----- ITEMS -----

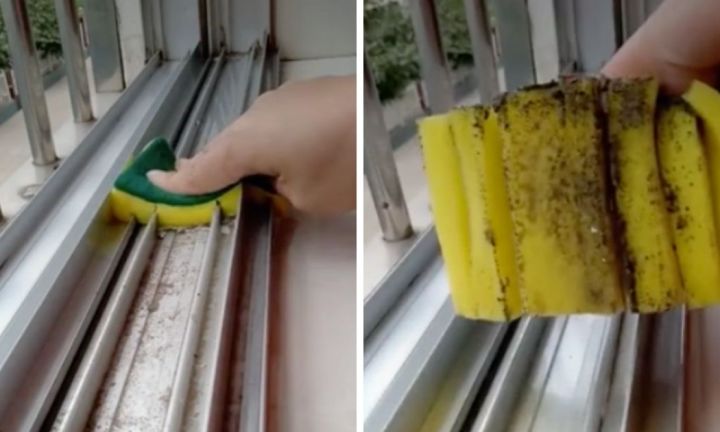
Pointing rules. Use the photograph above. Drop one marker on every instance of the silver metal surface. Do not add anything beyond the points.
(102, 26)
(380, 169)
(29, 81)
(463, 379)
(45, 370)
(187, 141)
(204, 43)
(386, 294)
(254, 388)
(567, 35)
(574, 390)
(45, 272)
(626, 372)
(433, 64)
(186, 360)
(16, 234)
(209, 410)
(596, 32)
(483, 53)
(513, 30)
(80, 398)
(651, 397)
(409, 357)
(74, 56)
(510, 382)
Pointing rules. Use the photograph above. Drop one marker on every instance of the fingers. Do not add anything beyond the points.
(676, 45)
(230, 157)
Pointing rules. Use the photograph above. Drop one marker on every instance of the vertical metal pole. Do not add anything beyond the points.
(203, 27)
(483, 52)
(513, 25)
(433, 64)
(74, 59)
(568, 49)
(105, 53)
(29, 81)
(380, 168)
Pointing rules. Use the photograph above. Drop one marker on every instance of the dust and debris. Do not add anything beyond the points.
(149, 348)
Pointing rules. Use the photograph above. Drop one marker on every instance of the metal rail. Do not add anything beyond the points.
(380, 168)
(69, 245)
(79, 400)
(186, 360)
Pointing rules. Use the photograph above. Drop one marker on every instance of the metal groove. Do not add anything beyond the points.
(254, 387)
(79, 401)
(183, 373)
(187, 141)
(510, 379)
(210, 414)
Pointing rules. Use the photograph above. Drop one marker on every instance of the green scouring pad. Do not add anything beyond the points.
(134, 196)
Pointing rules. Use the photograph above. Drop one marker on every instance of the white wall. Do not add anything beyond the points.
(308, 29)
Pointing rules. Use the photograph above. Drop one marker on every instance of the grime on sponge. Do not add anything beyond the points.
(134, 196)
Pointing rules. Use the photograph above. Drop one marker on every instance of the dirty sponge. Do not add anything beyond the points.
(135, 196)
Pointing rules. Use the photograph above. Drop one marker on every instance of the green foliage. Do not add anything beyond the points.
(390, 47)
(390, 42)
(44, 27)
(454, 31)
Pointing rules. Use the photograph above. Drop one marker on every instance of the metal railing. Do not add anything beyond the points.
(424, 365)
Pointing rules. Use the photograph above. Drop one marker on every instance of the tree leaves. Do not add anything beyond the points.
(390, 42)
(44, 27)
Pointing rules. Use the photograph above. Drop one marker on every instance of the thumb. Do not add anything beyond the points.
(223, 162)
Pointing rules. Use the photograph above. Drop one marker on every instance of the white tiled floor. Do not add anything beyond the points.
(16, 169)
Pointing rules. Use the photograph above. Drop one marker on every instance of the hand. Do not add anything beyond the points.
(679, 43)
(302, 134)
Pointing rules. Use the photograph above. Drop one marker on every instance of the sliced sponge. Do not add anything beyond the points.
(134, 196)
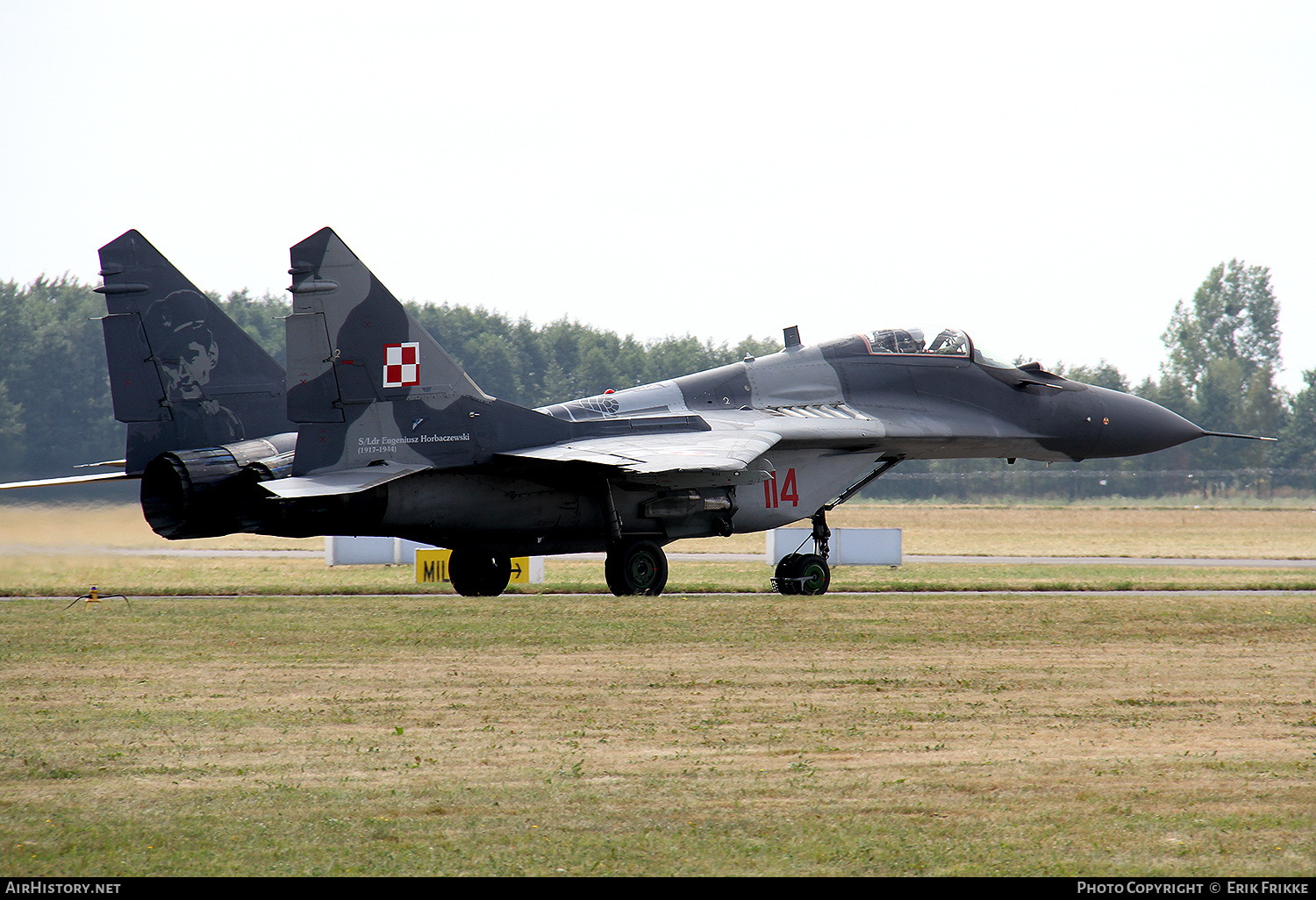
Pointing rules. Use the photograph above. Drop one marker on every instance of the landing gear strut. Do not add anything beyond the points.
(478, 574)
(807, 573)
(636, 568)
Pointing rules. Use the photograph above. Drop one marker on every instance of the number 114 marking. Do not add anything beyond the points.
(790, 492)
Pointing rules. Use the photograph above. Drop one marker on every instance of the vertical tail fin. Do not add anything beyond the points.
(350, 342)
(370, 386)
(182, 374)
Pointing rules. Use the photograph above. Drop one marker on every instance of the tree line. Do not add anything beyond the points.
(1223, 350)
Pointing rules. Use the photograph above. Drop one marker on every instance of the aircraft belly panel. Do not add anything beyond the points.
(799, 482)
(462, 502)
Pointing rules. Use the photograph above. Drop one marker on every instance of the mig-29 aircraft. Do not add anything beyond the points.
(376, 431)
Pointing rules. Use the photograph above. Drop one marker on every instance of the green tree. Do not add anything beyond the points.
(1224, 353)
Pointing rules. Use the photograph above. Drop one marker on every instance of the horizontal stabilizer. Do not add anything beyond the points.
(71, 479)
(347, 481)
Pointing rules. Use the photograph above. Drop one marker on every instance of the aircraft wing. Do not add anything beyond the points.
(649, 454)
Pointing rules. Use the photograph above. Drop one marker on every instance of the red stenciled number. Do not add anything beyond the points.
(790, 491)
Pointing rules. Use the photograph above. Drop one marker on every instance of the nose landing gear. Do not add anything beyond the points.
(807, 573)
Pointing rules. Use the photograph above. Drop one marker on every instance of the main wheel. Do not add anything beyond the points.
(478, 574)
(636, 568)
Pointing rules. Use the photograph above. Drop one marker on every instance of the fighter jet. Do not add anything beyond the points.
(375, 431)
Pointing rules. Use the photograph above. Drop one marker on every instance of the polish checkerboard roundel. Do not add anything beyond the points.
(402, 365)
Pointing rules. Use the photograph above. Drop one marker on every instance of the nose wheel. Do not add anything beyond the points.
(807, 573)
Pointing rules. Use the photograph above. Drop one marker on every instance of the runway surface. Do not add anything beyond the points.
(18, 549)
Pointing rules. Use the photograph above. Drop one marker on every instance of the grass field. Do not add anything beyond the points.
(581, 734)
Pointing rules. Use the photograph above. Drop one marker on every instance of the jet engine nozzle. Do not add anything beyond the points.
(212, 491)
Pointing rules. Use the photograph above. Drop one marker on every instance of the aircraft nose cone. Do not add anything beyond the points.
(1132, 426)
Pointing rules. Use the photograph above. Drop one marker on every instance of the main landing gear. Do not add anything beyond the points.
(636, 568)
(807, 573)
(478, 574)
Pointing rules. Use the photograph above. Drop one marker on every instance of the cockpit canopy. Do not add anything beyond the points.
(948, 342)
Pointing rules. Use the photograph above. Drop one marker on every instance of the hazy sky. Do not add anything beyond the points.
(1049, 176)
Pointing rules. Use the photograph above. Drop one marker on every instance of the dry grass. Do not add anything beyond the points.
(537, 736)
(955, 531)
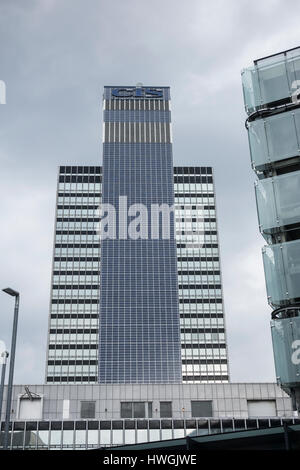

-----

● **EXERCISE PROMPT**
Write out all of the entries above word for word, and leave the pictures out of your copy.

● **FULL ANSWER**
Pointing rules. Use the photograph above. Drop one marker on every instance of the silver metal surface. Do not add anything beyond the points.
(102, 26)
(380, 169)
(29, 81)
(463, 379)
(45, 370)
(187, 141)
(204, 43)
(386, 294)
(254, 388)
(567, 35)
(574, 390)
(45, 272)
(626, 372)
(433, 64)
(186, 360)
(16, 234)
(209, 410)
(596, 32)
(483, 53)
(513, 30)
(80, 398)
(651, 397)
(409, 357)
(74, 56)
(510, 382)
Pointing rules. Use the photograph above. Drop one marker on every instance of the fingers. Do not add anything beyond the points.
(676, 45)
(230, 157)
Pointing rules. Use the photograph above. Drop one marker on every instance of the vertical metal pole. Do not add anything beyond the points.
(203, 27)
(483, 52)
(513, 25)
(433, 64)
(74, 59)
(568, 49)
(105, 53)
(29, 81)
(380, 168)
Pointing rules. Use the photograph above. Drop one marker on every instance of the dust and debris. Do not add anything beyond the points.
(149, 348)
Pointing rules. Use the photograph above. Drop one marker on every instance of the metal rail. Do not add anything beyond the points.
(380, 168)
(69, 245)
(79, 400)
(186, 360)
Pointing rules. Use the photograph above. Drop one marker on every instance of the metal groove. Do not add anything beyond the points.
(254, 387)
(79, 401)
(183, 373)
(187, 141)
(510, 379)
(210, 414)
Pointing rules. Use the photograph above. Drop one marker on every instance of the green scouring pad. Do not add anything beyond the points.
(134, 196)
Pointing rules. Use the photograph above. Drop one marker on every instance of the white wall. Do not add anything beyond the points.
(308, 29)
Pointing rules. Use the photograph above. Drop one marker on every instance of the grime on sponge. Do not add anything beyond the points.
(134, 196)
Pointing rules. Use the photograph above. Drop one marker on every instance of the dirty sponge. Do not add anything beyond the points.
(135, 196)
Pointing rules. Use the photograph above. Drop one marker on every instance of the green foliage. Do not add anything beyond the points.
(390, 47)
(390, 42)
(44, 27)
(454, 31)
Pointing rules. Use the photograph above. Drop one marker on every instance of the metal railing. Do not add anything beyond the points.
(424, 365)
Pointing rules. Use the photograph above. Drop one marker on every instance of the tree leaves. Do not add anything beyond the points.
(390, 42)
(44, 27)
Pointing rules. Use the photograph above. Drop one marker on every instance of the thumb. Do not add anything beyond the points.
(223, 162)
Pointing rules. Use the photograph above. Drop one marker on every instance of the white tiled floor. Do not add anything beyond the points.
(16, 169)
Pointing rules. Use the photograph above. Drop one marker on every instance of the hand. Do not add anything beyond the points.
(679, 43)
(302, 134)
Pointing rules. Use the photograph above. Drop one marker on every instance of the sliced sponge. Do not add anything beyond the points.
(134, 196)
Pointing rules. Use the photograph above. Drop one marker on every instance of the landing gear strut. Do not add anything beyond the points.
(478, 574)
(807, 573)
(636, 568)
Pointing rules. Use the photograph above. Drop one marker on every instance of the number 114 marking. Do not add anything beyond the points.
(790, 492)
Pointing rules. Use the photograph above. Drop one marker on every instance of the vertical tail fin. Do not add anything beyond the points.
(350, 342)
(370, 386)
(182, 374)
Pointing rules. Use the photograph above. Drop one marker on every instance of the tree line. Do not add anything beyond the points.
(1223, 350)
Pointing rules. Use the photograph above. Drop one marker on every instance of the aircraft belly panel. Do not add anything beyond the points.
(799, 482)
(462, 502)
Pointing rules. Use the photograph above. Drop one marker on every instance of the mig-29 aircraft. Do not add anything beyond the points.
(376, 431)
Pointing rules. Use the photograph above. Drop one marker on every instance of the green tree. Do not add anything beyond the points.
(1224, 353)
Pointing rules. Use the photograph above. Drop one marker on every instance of the horizontal stabilizer. Do not add anything beyond the points.
(71, 479)
(347, 481)
Pointing rules. Use the photograph above. Drop one marker on every instance of the aircraft wing. Do not add anything beyond the points.
(649, 454)
Pointing rules. Use the photograph above. Drop one marker on every instance of the red stenciled number. Do not add anything beyond the points.
(790, 491)
Pointing rules. Use the photograph above. Drop one marker on every instance of the nose landing gear. Do not add anything beyond the points.
(807, 573)
Pointing rules. Use the photograph above. Drop one marker on every instance of the main wheel. Do not add anything beyond the points.
(478, 574)
(636, 568)
Pointing rules. Use the photograph above. Drop one marker on every instance of the fighter jet. Do not add anything beyond the points.
(375, 431)
Pointing rules. Use the photograph above. Drop one marker on every instance of the polish checkerboard roundel. Do not add anything beyond the points.
(402, 365)
Pointing rules. Use the photograph above. Drop one marker on every instance of the nose wheel. Do not add anything beyond the points.
(807, 573)
Pointing rules. Use the photograph above. Drop one marker on every instance of the runway surface. Do not add anything beyond the points.
(18, 549)
Pointing rules. Use the photograph above. Drop one marker on every instance of the grass field. Do not add anything beyond the points.
(581, 734)
Pointing rules. Use the photograph above. Drop one marker on every instance of the jet engine nozzle. Do not add anything beyond the points.
(212, 491)
Pointing rules. Use the photograph above. Drop one marker on every instance of the aircraft nose cone. Do not add anything beyond the points.
(1132, 426)
Pointing rules. Use the photograph above. Drop one marker on every instance of the main landing gear. Do not add anything beyond the points.
(636, 568)
(807, 573)
(478, 574)
Pointing rules. Use the photograph above. Drop one marker on every instance of the cockpit canopy. Do not add anything beyond the points.
(948, 342)
Pointing rules. Use the photograph above. Drop one marker on every instance of the hazy sky. Do not add anything beyond the points.
(1049, 176)
Pointing rules. Use the photograph above. Drop one marker on every instance of the dry grass. Do not add anything beyond the points.
(537, 736)
(955, 531)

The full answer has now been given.